---- Entries
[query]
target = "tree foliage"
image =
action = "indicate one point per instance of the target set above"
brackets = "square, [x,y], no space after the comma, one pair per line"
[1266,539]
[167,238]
--------
---- Entries
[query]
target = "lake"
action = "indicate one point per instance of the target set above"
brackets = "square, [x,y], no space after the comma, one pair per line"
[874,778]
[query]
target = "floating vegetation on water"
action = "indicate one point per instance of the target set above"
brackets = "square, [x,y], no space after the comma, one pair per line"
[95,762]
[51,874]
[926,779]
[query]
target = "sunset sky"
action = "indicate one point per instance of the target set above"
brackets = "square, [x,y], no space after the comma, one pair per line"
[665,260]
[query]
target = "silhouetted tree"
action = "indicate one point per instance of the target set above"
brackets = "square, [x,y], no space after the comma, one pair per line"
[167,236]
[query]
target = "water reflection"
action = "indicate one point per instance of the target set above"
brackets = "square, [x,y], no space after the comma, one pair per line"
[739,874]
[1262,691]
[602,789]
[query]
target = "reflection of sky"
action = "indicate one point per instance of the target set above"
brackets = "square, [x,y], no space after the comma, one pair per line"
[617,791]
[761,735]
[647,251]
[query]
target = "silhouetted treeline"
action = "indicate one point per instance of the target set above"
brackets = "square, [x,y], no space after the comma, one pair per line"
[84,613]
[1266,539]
--------
---- Entries
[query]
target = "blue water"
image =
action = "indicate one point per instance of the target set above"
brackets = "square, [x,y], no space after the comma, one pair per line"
--------
| Problem statement |
Return every line of the records that contains the word "water", copied in full.

| Output below |
target = "floating vegetation on water"
target = "water reflection"
target = "blue water"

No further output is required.